Prompt:
Find every line in the rows below that contains the word "reflective" and copy each such line. Case counts, so match only that exact capitalization.

** START Extracted material **

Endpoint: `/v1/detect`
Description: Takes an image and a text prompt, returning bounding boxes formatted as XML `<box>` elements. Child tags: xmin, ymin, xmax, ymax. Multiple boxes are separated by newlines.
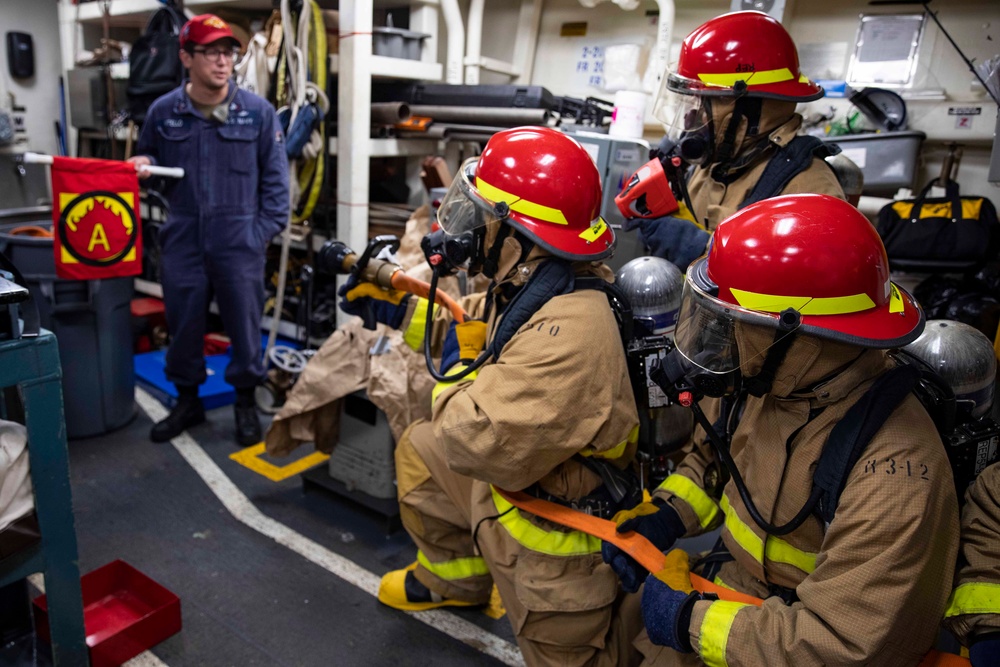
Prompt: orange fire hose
<box><xmin>10</xmin><ymin>225</ymin><xmax>52</xmax><ymax>238</ymax></box>
<box><xmin>370</xmin><ymin>270</ymin><xmax>971</xmax><ymax>667</ymax></box>
<box><xmin>390</xmin><ymin>271</ymin><xmax>469</xmax><ymax>322</ymax></box>
<box><xmin>493</xmin><ymin>487</ymin><xmax>971</xmax><ymax>667</ymax></box>
<box><xmin>494</xmin><ymin>487</ymin><xmax>764</xmax><ymax>607</ymax></box>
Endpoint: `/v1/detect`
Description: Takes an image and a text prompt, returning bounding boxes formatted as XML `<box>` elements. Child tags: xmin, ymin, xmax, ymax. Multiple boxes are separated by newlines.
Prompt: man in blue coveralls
<box><xmin>130</xmin><ymin>14</ymin><xmax>289</xmax><ymax>447</ymax></box>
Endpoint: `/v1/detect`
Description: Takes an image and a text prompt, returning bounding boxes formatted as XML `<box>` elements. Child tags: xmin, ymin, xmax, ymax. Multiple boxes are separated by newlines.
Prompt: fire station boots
<box><xmin>235</xmin><ymin>387</ymin><xmax>263</xmax><ymax>447</ymax></box>
<box><xmin>378</xmin><ymin>562</ymin><xmax>479</xmax><ymax>611</ymax></box>
<box><xmin>149</xmin><ymin>385</ymin><xmax>205</xmax><ymax>442</ymax></box>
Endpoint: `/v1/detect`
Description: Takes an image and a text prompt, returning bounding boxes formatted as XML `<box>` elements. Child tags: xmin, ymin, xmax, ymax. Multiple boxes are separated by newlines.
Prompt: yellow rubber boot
<box><xmin>378</xmin><ymin>561</ymin><xmax>479</xmax><ymax>611</ymax></box>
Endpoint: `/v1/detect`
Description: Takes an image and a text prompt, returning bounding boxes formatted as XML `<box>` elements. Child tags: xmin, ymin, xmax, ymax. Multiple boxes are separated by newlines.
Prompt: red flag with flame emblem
<box><xmin>52</xmin><ymin>157</ymin><xmax>142</xmax><ymax>280</ymax></box>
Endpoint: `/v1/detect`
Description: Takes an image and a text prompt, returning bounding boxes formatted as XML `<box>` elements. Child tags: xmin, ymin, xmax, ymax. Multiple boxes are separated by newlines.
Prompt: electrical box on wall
<box><xmin>729</xmin><ymin>0</ymin><xmax>785</xmax><ymax>21</ymax></box>
<box><xmin>7</xmin><ymin>32</ymin><xmax>35</xmax><ymax>79</ymax></box>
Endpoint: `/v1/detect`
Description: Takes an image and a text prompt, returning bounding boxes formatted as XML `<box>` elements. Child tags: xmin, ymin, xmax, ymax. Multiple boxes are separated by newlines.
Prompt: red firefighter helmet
<box><xmin>666</xmin><ymin>11</ymin><xmax>823</xmax><ymax>102</ymax></box>
<box><xmin>438</xmin><ymin>127</ymin><xmax>615</xmax><ymax>261</ymax></box>
<box><xmin>678</xmin><ymin>194</ymin><xmax>924</xmax><ymax>354</ymax></box>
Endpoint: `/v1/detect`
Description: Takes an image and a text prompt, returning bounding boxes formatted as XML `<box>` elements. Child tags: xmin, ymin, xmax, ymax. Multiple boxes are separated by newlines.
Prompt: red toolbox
<box><xmin>34</xmin><ymin>560</ymin><xmax>181</xmax><ymax>667</ymax></box>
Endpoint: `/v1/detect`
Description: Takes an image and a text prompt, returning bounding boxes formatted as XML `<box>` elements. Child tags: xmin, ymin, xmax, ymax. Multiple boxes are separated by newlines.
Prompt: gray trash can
<box><xmin>0</xmin><ymin>220</ymin><xmax>136</xmax><ymax>438</ymax></box>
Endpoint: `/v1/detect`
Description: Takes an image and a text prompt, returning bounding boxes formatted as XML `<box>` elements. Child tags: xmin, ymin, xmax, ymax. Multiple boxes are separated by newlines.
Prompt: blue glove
<box><xmin>969</xmin><ymin>632</ymin><xmax>1000</xmax><ymax>667</ymax></box>
<box><xmin>601</xmin><ymin>498</ymin><xmax>687</xmax><ymax>593</ymax></box>
<box><xmin>337</xmin><ymin>280</ymin><xmax>410</xmax><ymax>329</ymax></box>
<box><xmin>625</xmin><ymin>215</ymin><xmax>712</xmax><ymax>273</ymax></box>
<box><xmin>642</xmin><ymin>574</ymin><xmax>705</xmax><ymax>653</ymax></box>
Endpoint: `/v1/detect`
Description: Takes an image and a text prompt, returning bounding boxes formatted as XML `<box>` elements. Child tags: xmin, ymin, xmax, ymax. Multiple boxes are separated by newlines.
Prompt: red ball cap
<box><xmin>180</xmin><ymin>14</ymin><xmax>242</xmax><ymax>49</ymax></box>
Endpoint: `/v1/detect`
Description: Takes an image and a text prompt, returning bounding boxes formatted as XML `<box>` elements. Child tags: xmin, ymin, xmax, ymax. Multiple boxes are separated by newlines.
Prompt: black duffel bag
<box><xmin>876</xmin><ymin>179</ymin><xmax>1000</xmax><ymax>273</ymax></box>
<box><xmin>125</xmin><ymin>1</ymin><xmax>185</xmax><ymax>123</ymax></box>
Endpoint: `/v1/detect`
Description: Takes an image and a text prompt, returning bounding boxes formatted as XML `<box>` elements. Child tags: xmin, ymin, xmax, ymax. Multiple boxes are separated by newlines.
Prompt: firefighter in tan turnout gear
<box><xmin>945</xmin><ymin>463</ymin><xmax>1000</xmax><ymax>667</ymax></box>
<box><xmin>344</xmin><ymin>128</ymin><xmax>642</xmax><ymax>666</ymax></box>
<box><xmin>604</xmin><ymin>195</ymin><xmax>959</xmax><ymax>667</ymax></box>
<box><xmin>627</xmin><ymin>11</ymin><xmax>844</xmax><ymax>271</ymax></box>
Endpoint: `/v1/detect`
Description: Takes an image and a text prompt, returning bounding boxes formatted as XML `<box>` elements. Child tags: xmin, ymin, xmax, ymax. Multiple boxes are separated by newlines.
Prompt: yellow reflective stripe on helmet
<box><xmin>580</xmin><ymin>424</ymin><xmax>639</xmax><ymax>459</ymax></box>
<box><xmin>403</xmin><ymin>295</ymin><xmax>438</xmax><ymax>352</ymax></box>
<box><xmin>729</xmin><ymin>288</ymin><xmax>875</xmax><ymax>315</ymax></box>
<box><xmin>698</xmin><ymin>67</ymin><xmax>795</xmax><ymax>88</ymax></box>
<box><xmin>719</xmin><ymin>494</ymin><xmax>817</xmax><ymax>574</ymax></box>
<box><xmin>490</xmin><ymin>485</ymin><xmax>601</xmax><ymax>556</ymax></box>
<box><xmin>580</xmin><ymin>218</ymin><xmax>608</xmax><ymax>243</ymax></box>
<box><xmin>944</xmin><ymin>581</ymin><xmax>1000</xmax><ymax>618</ymax></box>
<box><xmin>476</xmin><ymin>176</ymin><xmax>569</xmax><ymax>225</ymax></box>
<box><xmin>698</xmin><ymin>600</ymin><xmax>752</xmax><ymax>667</ymax></box>
<box><xmin>431</xmin><ymin>364</ymin><xmax>479</xmax><ymax>408</ymax></box>
<box><xmin>659</xmin><ymin>474</ymin><xmax>719</xmax><ymax>528</ymax></box>
<box><xmin>417</xmin><ymin>551</ymin><xmax>490</xmax><ymax>581</ymax></box>
<box><xmin>892</xmin><ymin>197</ymin><xmax>983</xmax><ymax>220</ymax></box>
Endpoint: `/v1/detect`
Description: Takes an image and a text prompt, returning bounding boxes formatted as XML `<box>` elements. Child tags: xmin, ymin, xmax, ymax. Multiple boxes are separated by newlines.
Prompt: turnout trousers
<box><xmin>395</xmin><ymin>421</ymin><xmax>642</xmax><ymax>667</ymax></box>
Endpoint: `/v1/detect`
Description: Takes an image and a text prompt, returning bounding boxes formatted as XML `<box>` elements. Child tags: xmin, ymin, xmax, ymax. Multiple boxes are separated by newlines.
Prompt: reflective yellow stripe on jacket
<box><xmin>698</xmin><ymin>600</ymin><xmax>753</xmax><ymax>667</ymax></box>
<box><xmin>417</xmin><ymin>551</ymin><xmax>490</xmax><ymax>581</ymax></box>
<box><xmin>431</xmin><ymin>363</ymin><xmax>479</xmax><ymax>407</ymax></box>
<box><xmin>403</xmin><ymin>295</ymin><xmax>438</xmax><ymax>352</ymax></box>
<box><xmin>944</xmin><ymin>581</ymin><xmax>1000</xmax><ymax>618</ymax></box>
<box><xmin>724</xmin><ymin>494</ymin><xmax>817</xmax><ymax>574</ymax></box>
<box><xmin>659</xmin><ymin>475</ymin><xmax>719</xmax><ymax>528</ymax></box>
<box><xmin>490</xmin><ymin>485</ymin><xmax>601</xmax><ymax>556</ymax></box>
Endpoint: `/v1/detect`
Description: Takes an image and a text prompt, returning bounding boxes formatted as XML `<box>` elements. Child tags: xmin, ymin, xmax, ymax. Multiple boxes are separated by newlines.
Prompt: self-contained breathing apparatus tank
<box><xmin>615</xmin><ymin>257</ymin><xmax>694</xmax><ymax>488</ymax></box>
<box><xmin>903</xmin><ymin>320</ymin><xmax>1000</xmax><ymax>494</ymax></box>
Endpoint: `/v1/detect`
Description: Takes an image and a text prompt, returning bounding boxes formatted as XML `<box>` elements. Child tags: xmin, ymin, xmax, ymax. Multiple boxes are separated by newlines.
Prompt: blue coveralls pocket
<box><xmin>156</xmin><ymin>118</ymin><xmax>197</xmax><ymax>166</ymax></box>
<box><xmin>216</xmin><ymin>125</ymin><xmax>259</xmax><ymax>210</ymax></box>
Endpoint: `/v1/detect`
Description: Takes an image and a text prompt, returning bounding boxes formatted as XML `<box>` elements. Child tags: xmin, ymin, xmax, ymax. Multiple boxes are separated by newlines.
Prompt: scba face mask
<box><xmin>674</xmin><ymin>262</ymin><xmax>799</xmax><ymax>397</ymax></box>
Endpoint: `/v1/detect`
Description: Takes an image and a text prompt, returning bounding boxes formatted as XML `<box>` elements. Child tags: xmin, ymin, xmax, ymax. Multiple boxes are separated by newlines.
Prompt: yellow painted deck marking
<box><xmin>229</xmin><ymin>442</ymin><xmax>330</xmax><ymax>482</ymax></box>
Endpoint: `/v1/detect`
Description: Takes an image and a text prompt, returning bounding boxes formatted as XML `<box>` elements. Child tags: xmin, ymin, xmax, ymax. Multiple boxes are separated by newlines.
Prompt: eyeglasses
<box><xmin>191</xmin><ymin>46</ymin><xmax>239</xmax><ymax>60</ymax></box>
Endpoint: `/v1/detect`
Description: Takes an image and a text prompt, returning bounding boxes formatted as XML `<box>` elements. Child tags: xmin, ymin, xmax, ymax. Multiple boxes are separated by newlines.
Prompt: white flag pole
<box><xmin>22</xmin><ymin>153</ymin><xmax>184</xmax><ymax>178</ymax></box>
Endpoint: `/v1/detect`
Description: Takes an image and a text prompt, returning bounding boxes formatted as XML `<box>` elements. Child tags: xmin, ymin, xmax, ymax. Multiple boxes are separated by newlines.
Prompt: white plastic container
<box><xmin>608</xmin><ymin>90</ymin><xmax>649</xmax><ymax>139</ymax></box>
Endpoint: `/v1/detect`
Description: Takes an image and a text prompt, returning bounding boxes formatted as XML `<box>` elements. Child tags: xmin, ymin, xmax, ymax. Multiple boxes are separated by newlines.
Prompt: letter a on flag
<box><xmin>52</xmin><ymin>157</ymin><xmax>142</xmax><ymax>280</ymax></box>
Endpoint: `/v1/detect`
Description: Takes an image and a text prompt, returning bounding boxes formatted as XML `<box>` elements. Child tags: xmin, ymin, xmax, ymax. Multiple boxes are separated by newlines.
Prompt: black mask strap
<box><xmin>483</xmin><ymin>224</ymin><xmax>511</xmax><ymax>280</ymax></box>
<box><xmin>743</xmin><ymin>308</ymin><xmax>801</xmax><ymax>398</ymax></box>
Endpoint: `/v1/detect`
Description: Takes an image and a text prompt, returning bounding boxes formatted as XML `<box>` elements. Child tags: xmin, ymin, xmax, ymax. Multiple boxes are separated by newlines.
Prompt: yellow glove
<box><xmin>653</xmin><ymin>549</ymin><xmax>694</xmax><ymax>593</ymax></box>
<box><xmin>344</xmin><ymin>283</ymin><xmax>407</xmax><ymax>306</ymax></box>
<box><xmin>455</xmin><ymin>320</ymin><xmax>486</xmax><ymax>361</ymax></box>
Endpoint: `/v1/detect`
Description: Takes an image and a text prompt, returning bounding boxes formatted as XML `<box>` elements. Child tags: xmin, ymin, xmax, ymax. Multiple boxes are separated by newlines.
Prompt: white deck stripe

** END Extracted material **

Task solution:
Prompt: yellow reflective stripe on helmet
Prompt: reflective yellow stripe on jacket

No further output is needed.